Sorry - too many libs to pick from - Hugo Duncan's net031107.tar.gz from
the files section was the last one I looked at. It is definitely a work
in progress but it appears to be very generic - it can use select or
other reactor concepts, sockets or named pipes etc. I'm not sure where
it is up to at present.

> I have come to this opinion because cond.wait() and WFMO or select are
> the two mechanisms where one deliberately puts a thread into
> sleep. (These
> are also automatic cancelation points in pthread.) So when I
> need to wait
> for either one of a condition beeing notified or an IO event
> occuring there
> is no way of doing this efficiently (altough the operating
> systems would allow
> for this). I can imagine a helper thread which converts IO
> events to notifies
> or notifies to events that can be recognized by the IO
> multiplexer. But this
> gets (unnecessary?) complex, and shurely inefficient. Also this thread
> likely will be a bottleneck for throughput. How many helper
> threads should be
> there? The other solutions unfortunately need to alter some
> code within
> the library _or_ disclose some of the internal structs. I
> think the latter is
> to be avoided at all circumstances, while adding a defined primitive
> that gives the desired access would be preferable.

I agree that there is some appeal in a unified interface for various
"event" or "condition" types.
I also agree that inefficiency must be avoided if the library is to be
genuinely useful.
I don't know of a portable way of unifying IO notification (be it
select/poll style or async io) and condition variables that is efficient
- it seems to me to be a kernel dependent issue that can't be addressed
purely in library code.

◆ **Data entries**:
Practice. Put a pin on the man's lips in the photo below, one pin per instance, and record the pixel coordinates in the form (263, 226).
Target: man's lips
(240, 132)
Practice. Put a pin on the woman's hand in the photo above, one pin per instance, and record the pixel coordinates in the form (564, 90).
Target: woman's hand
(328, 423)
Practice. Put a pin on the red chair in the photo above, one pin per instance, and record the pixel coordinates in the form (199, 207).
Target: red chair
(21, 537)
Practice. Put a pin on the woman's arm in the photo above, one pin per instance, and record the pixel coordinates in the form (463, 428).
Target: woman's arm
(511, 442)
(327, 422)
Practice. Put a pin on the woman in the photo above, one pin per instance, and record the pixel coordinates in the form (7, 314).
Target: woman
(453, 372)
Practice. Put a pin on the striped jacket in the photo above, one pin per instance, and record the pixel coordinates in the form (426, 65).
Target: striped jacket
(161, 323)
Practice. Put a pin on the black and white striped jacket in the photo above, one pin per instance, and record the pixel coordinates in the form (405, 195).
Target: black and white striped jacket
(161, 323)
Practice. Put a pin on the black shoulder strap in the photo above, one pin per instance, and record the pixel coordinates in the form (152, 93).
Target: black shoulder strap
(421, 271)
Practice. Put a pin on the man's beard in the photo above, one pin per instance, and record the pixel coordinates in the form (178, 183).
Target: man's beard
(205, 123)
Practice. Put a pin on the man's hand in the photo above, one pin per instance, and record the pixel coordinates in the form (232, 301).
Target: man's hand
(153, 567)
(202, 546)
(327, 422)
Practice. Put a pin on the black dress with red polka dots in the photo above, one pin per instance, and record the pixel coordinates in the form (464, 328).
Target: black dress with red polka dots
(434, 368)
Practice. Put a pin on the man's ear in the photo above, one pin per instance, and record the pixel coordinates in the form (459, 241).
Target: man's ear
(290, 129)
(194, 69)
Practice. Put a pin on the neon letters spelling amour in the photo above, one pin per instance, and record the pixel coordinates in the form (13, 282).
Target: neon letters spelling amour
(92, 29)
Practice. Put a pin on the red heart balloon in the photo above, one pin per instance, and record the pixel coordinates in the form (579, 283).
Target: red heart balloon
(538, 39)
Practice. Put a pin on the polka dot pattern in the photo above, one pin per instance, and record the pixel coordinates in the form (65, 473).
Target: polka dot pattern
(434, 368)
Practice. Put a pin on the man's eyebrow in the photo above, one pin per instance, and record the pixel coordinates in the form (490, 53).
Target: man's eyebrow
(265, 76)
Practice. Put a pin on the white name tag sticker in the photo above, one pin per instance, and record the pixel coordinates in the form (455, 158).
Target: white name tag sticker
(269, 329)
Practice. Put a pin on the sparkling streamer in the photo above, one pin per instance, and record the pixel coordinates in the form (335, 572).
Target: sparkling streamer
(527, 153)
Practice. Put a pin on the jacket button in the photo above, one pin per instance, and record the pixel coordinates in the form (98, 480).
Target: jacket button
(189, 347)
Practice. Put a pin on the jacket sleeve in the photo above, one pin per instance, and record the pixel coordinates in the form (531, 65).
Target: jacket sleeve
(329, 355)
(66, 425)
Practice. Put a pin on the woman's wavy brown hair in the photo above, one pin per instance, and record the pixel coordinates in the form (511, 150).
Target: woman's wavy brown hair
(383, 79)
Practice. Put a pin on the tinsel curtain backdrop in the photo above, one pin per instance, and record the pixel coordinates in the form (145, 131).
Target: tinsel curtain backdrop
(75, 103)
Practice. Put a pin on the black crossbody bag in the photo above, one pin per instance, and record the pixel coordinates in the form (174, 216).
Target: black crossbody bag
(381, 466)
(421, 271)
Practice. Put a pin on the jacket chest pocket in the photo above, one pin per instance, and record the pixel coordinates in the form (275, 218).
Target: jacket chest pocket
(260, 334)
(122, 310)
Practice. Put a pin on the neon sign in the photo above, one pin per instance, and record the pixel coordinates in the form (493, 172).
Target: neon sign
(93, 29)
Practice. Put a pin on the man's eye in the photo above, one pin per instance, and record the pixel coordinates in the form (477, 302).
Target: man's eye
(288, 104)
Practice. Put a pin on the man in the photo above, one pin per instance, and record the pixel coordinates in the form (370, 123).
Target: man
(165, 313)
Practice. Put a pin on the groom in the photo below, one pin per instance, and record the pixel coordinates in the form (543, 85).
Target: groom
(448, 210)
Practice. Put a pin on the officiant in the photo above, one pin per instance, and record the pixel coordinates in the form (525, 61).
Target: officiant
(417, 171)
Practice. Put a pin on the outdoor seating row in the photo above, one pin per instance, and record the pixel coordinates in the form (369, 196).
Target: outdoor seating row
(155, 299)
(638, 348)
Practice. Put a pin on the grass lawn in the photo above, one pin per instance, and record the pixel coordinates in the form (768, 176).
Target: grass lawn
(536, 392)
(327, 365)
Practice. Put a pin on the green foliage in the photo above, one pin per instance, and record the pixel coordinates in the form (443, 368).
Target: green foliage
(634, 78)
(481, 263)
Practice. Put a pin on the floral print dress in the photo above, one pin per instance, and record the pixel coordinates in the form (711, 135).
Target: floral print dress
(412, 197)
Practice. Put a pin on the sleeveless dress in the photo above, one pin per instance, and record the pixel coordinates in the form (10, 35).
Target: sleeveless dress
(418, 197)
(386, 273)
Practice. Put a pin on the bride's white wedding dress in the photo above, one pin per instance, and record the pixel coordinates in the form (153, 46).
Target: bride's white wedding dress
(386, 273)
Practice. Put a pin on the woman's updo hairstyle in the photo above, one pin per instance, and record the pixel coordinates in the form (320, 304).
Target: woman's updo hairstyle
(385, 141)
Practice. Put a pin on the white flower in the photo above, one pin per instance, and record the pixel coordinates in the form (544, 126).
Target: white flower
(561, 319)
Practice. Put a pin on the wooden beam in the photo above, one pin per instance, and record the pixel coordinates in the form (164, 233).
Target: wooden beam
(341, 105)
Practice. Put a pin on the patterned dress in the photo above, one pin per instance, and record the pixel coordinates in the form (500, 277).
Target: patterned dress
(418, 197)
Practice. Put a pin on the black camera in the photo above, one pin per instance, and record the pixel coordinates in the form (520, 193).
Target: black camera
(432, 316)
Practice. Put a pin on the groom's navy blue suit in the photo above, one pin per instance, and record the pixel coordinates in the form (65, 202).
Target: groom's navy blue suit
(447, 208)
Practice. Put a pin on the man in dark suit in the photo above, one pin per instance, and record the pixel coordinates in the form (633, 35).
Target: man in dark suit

◆ **Written request A**: According to the discussion of waiting on IO events and condition variables, what kind of issue does unifying IO notification and condition variables efficiently seem to be?
◆ **Written request B**: Carry on the discussion of waiting on IO events and condition variables from its last sentence.

◆ **Answer A**: A kernel-dependent issue that can't be addressed purely in library code.

◆ **Answer B**:
By providing only a restricted set of primitives that is portable, the
developer will have to consider how to deal with synchronisation issues
in a way that is efficient and portable - this may not be possible and
platform specific code will need to be written. Its unfortunate, but I
don't see how a lib can help with this and remain portable.

> > Any IO multiplexing system should have some way to allow
> non-IO events
> > to wake it up.
> Thank you for pointing this out, but I already was aware of
> this option. What
> I dislike on this is the inhomogenous nature of signalling.
> Say you have
> a thread that sits waiting for IO, and then you want to send
> it a command.
> Say it is waiting for IO inside an object that is made thread
> safe using
> the monitor pattern. Now you want to send a command. The command
> functions are secured by the monitor. How do you secure the function
> that is waiting for IO? You would need to manually unlock and lock
> the monitor somehow, while still not beeing able to honour a general
> notify that would be able to force a state stange of the
> object irrespective
> how many thread are waiting on it in any combination of wait types.

You want to block on IO ready inside an object protected by the monitor
pattern? Why/how would you ever find yourself doing that? You mean that
you want a "threadsafe" object with an interface protect by a monitor,
but somehow you end up invoking a reactor within it? I don't think I
understand your example.

> I must admit that I am a little biased now by the fact that I
> was able to
> write a small application that contains two classes that are derived
> from thread and condition namely cancelable_thread and
> cancelable_condition
> that have been possible simply by _using_ boost.thread. For me this
> was a strong indication of how complete the boost.thread primitives
> already are. I wouldn't dare to tamper with them at all!
> But, my classes still suffer from the problem that I cannot
> sucessfully
> cancel when a thread is inside the IO wait. Sure cancelling a
> thread can
> be tackled by other means (e.g like pthread) but cancelling
> an object on
> which you have a mix of different threads waiting?

I'm not sure I follow just what you mean by "cancelling an object...".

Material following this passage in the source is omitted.